Ozone generated in situ from oxygen is a "biocidal" active substance under review under BPR2 as a surface disinfectant (PT2 and PT4) and drinking water disinfectant (PT5) and for use in industrial plant cooling towers (PT11). Although the evaluation has not been completed, an extensive database is available confirming its microbicidal efficacy also on viruses (20-27). Pending authorisation at European level, marketing in Italy as a PMC with a "disinfectant" claim is not allowed due to the impossibility (in situ generation - off-site production) to identify a specific site to be authorised as required by national legislation. Therefore, at this stage, ozone can be considered a "sanitizer".
The use of ozone is currently allowed at international level in food, surface sanitation and drinking water (FDA, USDA, US-EPA, CNSA) (36,37,38,40).
Ozone virucidal activity occurs rapidly following ozonization (28-30). As with many other products used in disinfection, there is no specific information on the efficacy against SARS VOC-2. On the other hand, several studies are available to support its virucidal (Norovirus) efficacy in health and non-healthcare environments (29). Even at low concentrations, with high humidity, ozone has a high virucidal disinfecting effect in air (30).
The International Ozone Association (www.ioa-pag.org) confirms the efficacy of ozone for the inactivation of many viruses even though it is not aware of specific research on SARS-CoV-2.
At industrial level, ozone is generated in situ by means of ozonators, which must be adapted from time to time in relation to spaces (dimensions, materials involved) and targets (11,19,20,21,22,23,24,25). Ozone generators must comply with the Low Voltage Directive (Directive 2014/35/EC), Electromagnetic Compatibility Directive (Directive 2014/30/EC) and the Restriction of Hazardous Substances Directive 2011/65/EC (RoHS).

- TASK REQUIREMENTS
Continue the passage on ozone as a disinfectant from the point at which it ends.

- Data items
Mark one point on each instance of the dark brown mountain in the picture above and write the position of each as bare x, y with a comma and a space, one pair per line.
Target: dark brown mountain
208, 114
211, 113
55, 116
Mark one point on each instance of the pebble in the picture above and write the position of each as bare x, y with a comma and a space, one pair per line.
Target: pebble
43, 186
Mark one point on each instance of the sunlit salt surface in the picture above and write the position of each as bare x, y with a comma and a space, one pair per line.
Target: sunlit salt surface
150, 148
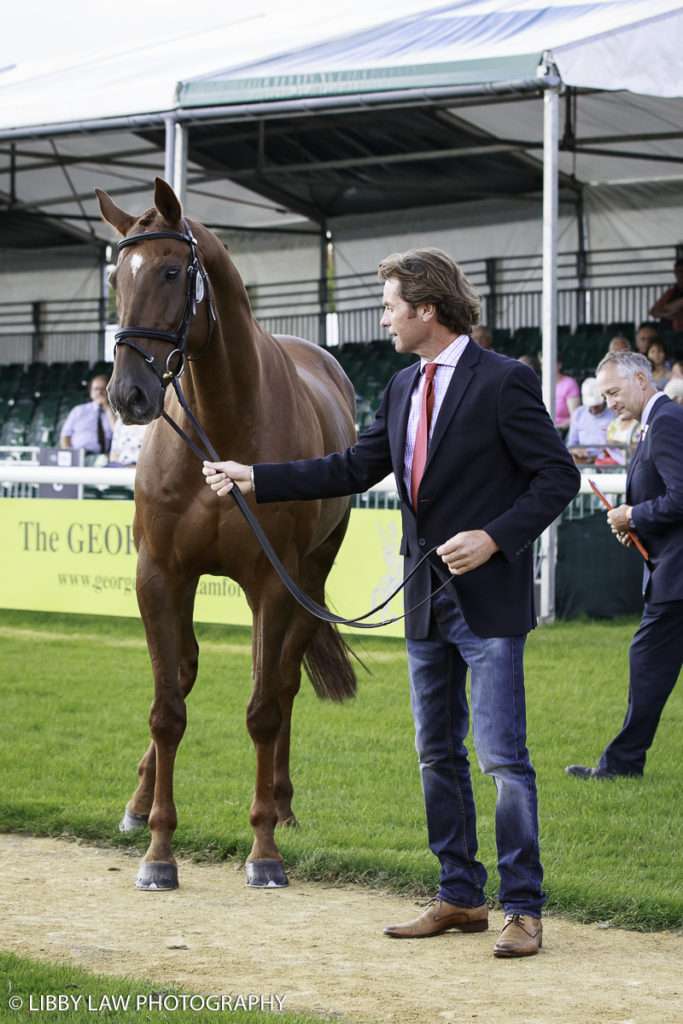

- THE ANSWER
Ozone is an unstable gas and spontaneously decays to oxygen (31,32,33). The time required for ozone decay depends on temperature, humidity and chemical and biological contamination, and always depends on the concentrations of use.
In real conditions the natural decay time necessary to make the premises accessible is at least 2 hours. If possible, it is preferable to carry out the treatments at night so that the amount of ozone in the environment is within the health safety limits when resuming work.
Avoid eliminating residual ozone by using forced ventilation to convey it to the external environment: DL.vo 155/2010 (67) sets limit values and quality objectives also for ambient air concentrations of ozone.
On the basis of CLP and REACH (34,35), registrants have classified ozone as: a substance that can cause or aggravate a fire; lethal if inhaled, causes severe skin burns and serious eye injuries, causes damage to organs in case of prolonged or repeated exposure through inhalation, very toxic for the aquatic environment with long lasting effects. Some notifiers identify ozone as a suspected mutagen. The German competent authorities indicated to ECHA in 2016 their intention to propose a harmonised classification and labelling for ozone also as a category 2 mutagen and a category 21 carcinogen.